━━ RECORDS FOR THE TASK

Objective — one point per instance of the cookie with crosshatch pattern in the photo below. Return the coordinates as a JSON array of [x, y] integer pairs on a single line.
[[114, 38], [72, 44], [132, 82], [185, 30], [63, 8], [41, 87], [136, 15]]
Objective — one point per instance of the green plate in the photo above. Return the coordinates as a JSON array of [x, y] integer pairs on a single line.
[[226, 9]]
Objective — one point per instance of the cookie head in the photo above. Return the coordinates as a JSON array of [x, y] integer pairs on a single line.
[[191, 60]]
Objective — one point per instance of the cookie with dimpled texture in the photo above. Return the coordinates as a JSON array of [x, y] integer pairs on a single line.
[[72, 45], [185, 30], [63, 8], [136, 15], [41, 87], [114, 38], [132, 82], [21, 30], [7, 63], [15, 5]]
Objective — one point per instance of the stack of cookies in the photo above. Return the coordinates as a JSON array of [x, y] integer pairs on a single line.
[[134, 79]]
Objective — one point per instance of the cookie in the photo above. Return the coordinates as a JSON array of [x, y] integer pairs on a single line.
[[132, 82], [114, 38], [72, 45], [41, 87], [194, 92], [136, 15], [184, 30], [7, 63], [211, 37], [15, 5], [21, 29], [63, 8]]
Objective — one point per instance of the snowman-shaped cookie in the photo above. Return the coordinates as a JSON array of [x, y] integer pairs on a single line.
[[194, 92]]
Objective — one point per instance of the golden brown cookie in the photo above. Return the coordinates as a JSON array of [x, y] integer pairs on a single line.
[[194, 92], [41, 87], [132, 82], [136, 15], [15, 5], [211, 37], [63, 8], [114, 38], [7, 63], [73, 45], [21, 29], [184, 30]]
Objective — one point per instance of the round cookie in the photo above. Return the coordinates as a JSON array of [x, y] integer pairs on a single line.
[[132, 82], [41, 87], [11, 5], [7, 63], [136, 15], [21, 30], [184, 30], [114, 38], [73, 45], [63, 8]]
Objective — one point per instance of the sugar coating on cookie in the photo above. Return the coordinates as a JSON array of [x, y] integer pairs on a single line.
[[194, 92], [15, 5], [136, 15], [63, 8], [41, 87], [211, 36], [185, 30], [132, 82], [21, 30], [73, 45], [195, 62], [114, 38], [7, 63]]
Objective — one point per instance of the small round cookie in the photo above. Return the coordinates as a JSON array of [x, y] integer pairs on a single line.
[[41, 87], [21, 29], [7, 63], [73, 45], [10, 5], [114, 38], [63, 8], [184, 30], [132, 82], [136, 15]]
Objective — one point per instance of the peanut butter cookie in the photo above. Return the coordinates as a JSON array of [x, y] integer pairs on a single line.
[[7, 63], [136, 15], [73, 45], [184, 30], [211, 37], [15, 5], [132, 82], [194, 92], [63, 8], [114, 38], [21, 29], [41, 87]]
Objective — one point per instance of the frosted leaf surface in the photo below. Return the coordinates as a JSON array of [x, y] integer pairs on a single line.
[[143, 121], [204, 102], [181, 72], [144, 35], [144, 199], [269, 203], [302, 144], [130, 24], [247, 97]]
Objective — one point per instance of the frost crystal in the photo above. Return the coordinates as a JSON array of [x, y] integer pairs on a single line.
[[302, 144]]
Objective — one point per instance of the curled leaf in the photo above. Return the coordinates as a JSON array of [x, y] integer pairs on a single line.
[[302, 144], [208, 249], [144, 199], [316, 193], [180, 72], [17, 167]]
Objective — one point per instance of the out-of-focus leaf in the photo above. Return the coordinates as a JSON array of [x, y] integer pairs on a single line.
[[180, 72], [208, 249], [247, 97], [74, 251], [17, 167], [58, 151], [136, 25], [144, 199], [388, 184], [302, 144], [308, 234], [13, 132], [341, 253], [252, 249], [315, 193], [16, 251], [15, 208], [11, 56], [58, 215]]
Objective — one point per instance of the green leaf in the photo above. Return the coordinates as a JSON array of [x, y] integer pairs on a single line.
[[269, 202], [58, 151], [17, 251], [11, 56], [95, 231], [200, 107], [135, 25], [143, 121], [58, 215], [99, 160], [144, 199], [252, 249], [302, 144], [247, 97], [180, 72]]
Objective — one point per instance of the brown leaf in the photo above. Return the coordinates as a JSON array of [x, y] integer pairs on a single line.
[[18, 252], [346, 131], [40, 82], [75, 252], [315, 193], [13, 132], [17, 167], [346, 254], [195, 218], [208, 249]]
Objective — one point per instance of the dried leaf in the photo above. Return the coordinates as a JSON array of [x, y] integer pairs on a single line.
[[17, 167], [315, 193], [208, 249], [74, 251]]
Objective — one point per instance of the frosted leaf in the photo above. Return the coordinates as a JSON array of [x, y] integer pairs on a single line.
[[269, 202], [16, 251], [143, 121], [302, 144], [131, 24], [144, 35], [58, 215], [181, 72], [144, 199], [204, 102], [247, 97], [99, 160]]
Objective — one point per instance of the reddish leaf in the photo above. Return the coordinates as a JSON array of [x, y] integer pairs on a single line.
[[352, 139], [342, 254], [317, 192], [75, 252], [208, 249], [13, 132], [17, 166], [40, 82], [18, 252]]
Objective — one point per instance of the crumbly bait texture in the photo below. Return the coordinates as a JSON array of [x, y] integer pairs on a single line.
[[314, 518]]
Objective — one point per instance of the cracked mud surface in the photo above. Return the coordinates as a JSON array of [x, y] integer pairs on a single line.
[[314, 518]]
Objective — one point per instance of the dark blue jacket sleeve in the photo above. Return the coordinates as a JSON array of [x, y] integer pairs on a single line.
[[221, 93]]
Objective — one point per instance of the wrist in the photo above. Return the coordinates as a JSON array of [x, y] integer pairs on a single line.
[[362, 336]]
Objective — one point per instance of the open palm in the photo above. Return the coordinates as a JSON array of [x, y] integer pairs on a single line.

━━━━

#### [YOUR OBJECTIVE]
Update the material above by changing every "Objective" to "Goal" and leaving all other text unchanged.

#### [RESULT OF THE EXERCISE]
Goal — one point per instance of the cookie with crosshatch pattern in the photo below. Return the coordinates as a JSON array of [x, y] integer pairs on a single line.
[[114, 38], [72, 44], [132, 82], [185, 30], [63, 8], [41, 87], [136, 15]]
Goal — one point per instance of the green plate in the photo above. Return the coordinates as a JSON array of [x, y] integer pairs on a single line.
[[226, 9]]
Goal — one point per instance of the cookie head in the photo above. Return the coordinates as a JSON array of [x, y] integer pairs on a single line.
[[191, 60]]
Goal — one point per instance of the cookie with dimpled texture in the photo above. Return the coordinates as a JSON array of [x, y] integer pairs on a single line.
[[72, 45], [185, 30], [63, 8], [136, 15], [41, 87], [114, 38], [132, 82], [21, 30], [7, 63], [15, 5]]
Goal — one point per instance of the stack of cookies in the photo above. Return the coordinates as a JSON array of [x, y] integer pairs on a single line.
[[134, 79]]
Goal — one point per instance of the cookie in the photo above. Return the coordinates as a JSON array of [x, y] integer pairs on a single line.
[[132, 82], [114, 38], [72, 45], [41, 87], [194, 92], [136, 15], [184, 30], [7, 63], [211, 37], [15, 5], [21, 29], [63, 8]]
Goal — one point per instance of the snowman-shaped cookie in the photo above. Return the coordinates as a JSON array of [x, y] integer pairs on a single line.
[[194, 92]]
Goal — one point per instance of the golden brown cookie in the photo above. Return the coordinates as a JSON array of [x, y] integer pairs on a single line.
[[194, 92], [41, 87], [132, 82], [136, 15], [15, 5], [211, 37], [63, 8], [114, 38], [7, 63], [73, 45], [21, 29], [184, 30]]
Goal — one point per instance of the round cookie in the photo above. Return the coordinates as a JSON array of [x, y] integer pairs on a single line.
[[132, 82], [41, 87], [11, 5], [7, 63], [136, 15], [21, 30], [184, 30], [114, 38], [73, 45], [63, 8]]
Goal — one point per instance of the sugar coating on cookie in the photo above. Return the coordinates as a JSON array of [x, y] integer pairs on a single line.
[[194, 92], [15, 5], [136, 15], [63, 8], [41, 87], [211, 36], [185, 30], [132, 82], [21, 30], [73, 45], [195, 62], [114, 38], [7, 63]]
Goal — one point per instance of the small round cookie in the photo above. Return the coordinates as a JSON array of [x, y] integer pairs on a single line.
[[41, 87], [21, 29], [7, 63], [73, 45], [10, 5], [114, 38], [63, 8], [184, 30], [132, 82], [136, 15]]
Goal — one point per instance of the peanut butter cookie in the photo above. Return the coordinates as a JSON array of [x, y] integer pairs on a single line.
[[7, 63], [136, 15], [73, 45], [184, 30], [211, 37], [15, 5], [132, 82], [194, 92], [63, 8], [114, 38], [21, 29], [41, 87]]
Goal — one point per instance of the frosted leaf surface in the photo below. Return the coordinates as a JSON array of [x, y] integer pairs on a single line.
[[143, 121], [204, 102], [181, 72], [144, 35], [144, 199], [269, 203], [302, 144], [130, 24], [247, 97]]
Goal — one point per instance of the frost crystal in the photo above. Return the coordinates as a JSON array of [x, y] integer pairs on a single line.
[[302, 144]]
Goal — one point per instance of the curled leaf in the photo above. Return the coordinates as a JSON array of [x, y] integer pairs on a single line.
[[302, 144], [208, 249], [144, 199], [316, 193], [180, 72], [17, 167]]
Goal — one point per instance of the out-of-focus leaf in the photo above. Return the coordinates as a JSON array of [x, y] integer pairs on a single line.
[[180, 72], [208, 249], [247, 97], [74, 251], [17, 167], [58, 151], [136, 25], [144, 199], [388, 184], [302, 144], [308, 234], [13, 132], [341, 253], [252, 249], [315, 193], [16, 251], [15, 208], [11, 56], [58, 215]]
Goal — one point per instance of the green leaf in the photo above. Return the coordinates as a JSON array of [x, y] integer pairs on a single line.
[[269, 202], [58, 151], [17, 251], [11, 56], [95, 231], [200, 107], [135, 25], [143, 121], [58, 215], [99, 160], [144, 199], [252, 249], [302, 144], [247, 97], [180, 72]]
Goal — one point per instance of the brown leaf in the photo above. Return the coordinates as a JSON array of [x, y] integer pairs on a single line.
[[18, 252], [346, 131], [40, 82], [75, 252], [315, 193], [13, 132], [17, 167], [346, 254], [195, 218], [208, 249]]
Goal — one point per instance of the dried leaf in the photo above. Return the coordinates as a JSON array of [x, y] integer pairs on a single line.
[[17, 167], [315, 193], [208, 249], [74, 251]]
Goal — one point per instance of the frosted leaf in the photo above. Return the coordinates as a JSON array of [x, y] integer pairs on a single line.
[[269, 202], [16, 251], [143, 121], [302, 144], [131, 24], [144, 35], [58, 215], [181, 72], [144, 199], [204, 102], [247, 97], [99, 160]]
Goal — one point per instance of the reddish leaf in the photo above. Return the coordinates as a JSON array of [x, y] integer pairs on a single line.
[[352, 139], [342, 254], [317, 192], [75, 252], [208, 249], [13, 132], [17, 166], [40, 82], [18, 252]]
Goal — one point per instance of the crumbly bait texture in the photo below. Return the coordinates as a JSON array of [x, y] integer pairs on a single line.
[[314, 518]]
Goal — one point per instance of the cracked mud surface in the photo above. Return the coordinates as a JSON array of [x, y] integer pairs on a single line.
[[314, 518]]
Goal — one point per instance of the dark blue jacket sleeve in the photo above. Return the coordinates as a JSON array of [x, y] integer pairs on a single line.
[[221, 93]]
Goal — one point per instance of the wrist in the photo above. Return the coordinates as a JSON array of [x, y] integer pairs on a single line.
[[362, 336]]
Goal — one point per instance of the open palm in the photo above. Return the coordinates as a JSON array of [x, y] integer pairs on a single line.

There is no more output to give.